Top of Text block

Researchers from Microsoft, the University of California, Irvine and Brown University have proposed a technology that should make it harder to derive value from data stored in the cloud. In a paper titled The Melbourne Shuffle: Improving Oblivious Storage in the Cloud, authors Olga Ohrimenko, Michael T. Goodrich, Roberto …
I get the feeling that MS are actually seriously about user privacy if for no other reason than that they know damn well it's a huge USP and also a massive differential from Google who exist because they mine your data.
So I'm not going to sneer at this. They almost certainly mean it.
However, it's still a half measure. There's only one way to restore confidence in the security and privacy of user data on MS's cloud and that, Satya Nadella, is to do the unthinkable and move Microsoft out of the USA.
I know, that's a serious wtf statement, isn't it?
But while MS can be compelled by US law to tell the US government absolutely everything they have on you and even compelled to collect statistics where they would rather (for sales reasons) not, they are at a competitive disadvantage.

Bottom of Text block
Top of Data excerpts

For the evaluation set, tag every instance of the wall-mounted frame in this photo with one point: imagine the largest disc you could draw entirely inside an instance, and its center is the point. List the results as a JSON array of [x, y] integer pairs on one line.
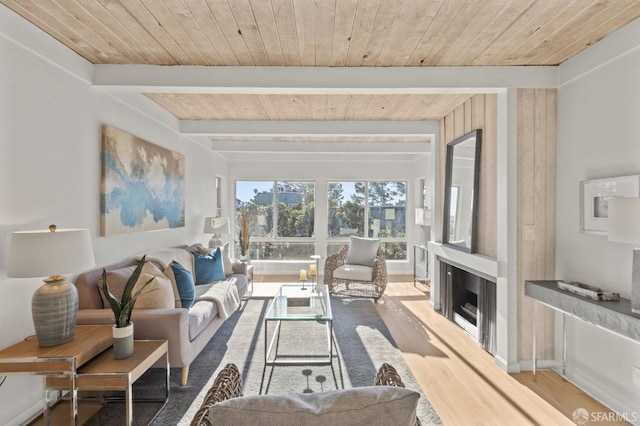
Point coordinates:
[[142, 185], [595, 196], [462, 175]]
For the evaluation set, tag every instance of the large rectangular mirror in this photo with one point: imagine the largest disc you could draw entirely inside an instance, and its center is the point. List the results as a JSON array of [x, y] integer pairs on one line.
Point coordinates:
[[461, 191]]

Bottom of Data excerpts

| Problem 1 |
In the text on Microsoft cloud privacy, what is the title of the paper the researchers wrote?
| Problem 2 |
Reproduce the part of the text on Microsoft cloud privacy starting at "However, it's still" and ending at "a competitive disadvantage.".
| Problem 3 |
Write the next part of the text on Microsoft cloud privacy, picking up after its last sentence.

| Reply 1 |
The Melbourne Shuffle: Improving Oblivious Storage in the Cloud

| Reply 2 |
However, it's still a half measure. There's only one way to restore confidence in the security and privacy of user data on MS's cloud and that, Satya Nadella, is to do the unthinkable and move Microsoft out of the USA.
I know, that's a serious wtf statement, isn't it?
But while MS can be compelled by US law to tell the US government absolutely everything they have on you and even compelled to collect statistics where they would rather (for sales reasons) not, they are at a competitive disadvantage.

| Reply 3 |
So where can they go? Somewhere small. Small enough to be the country's major revenue earner and thus influence legislation away from intrusive.
Nepal might work.
Re: Half measures.
> Nepal might work.
I was considering this statement and realized that actually, Iceland would work much better. And they can have carbon-neutral data centres.
@dogged -- Re: Half measures.
Iceland of course, they've the right attitude too.
It beats me why people use cloud storage at all. Honestly, for 90+% of all computer users, I just can't see any sensible reason for it. On a phone (or equivalently storage-crippled other device), OK, but on a real computer? Why would you want to do that?
It's basically outsourcing your backup. Not in itself a terrible idea.
The obvious, non-storage-capacity related benefit is that I can access my CV or OneNote thingys like WiFi codes etc. when I am not at home rather than leaving my laptop on 24/7 and using remote access (remote access is unavailable to many, many people because of their OS, routers, knowledge etc.)
Other benefits exist like near-total automated recovery after failure/replacement of phone/tablet and zero (monetary) cost.
Apart from that, no benefit at all.
They can look at my data if they want, as long as they don't delete it.
If they do, my laptop has the same image locally, automatically in sync, appearing as part of the file system - brilliant.
Microsoft Research co-develops cloud data scrambler -
Calls it 'Azure'.
It is interesting that Apple, Google et al, can store all their profits offshore out of reach of the US government with no apparent difficulty, but not the customers data.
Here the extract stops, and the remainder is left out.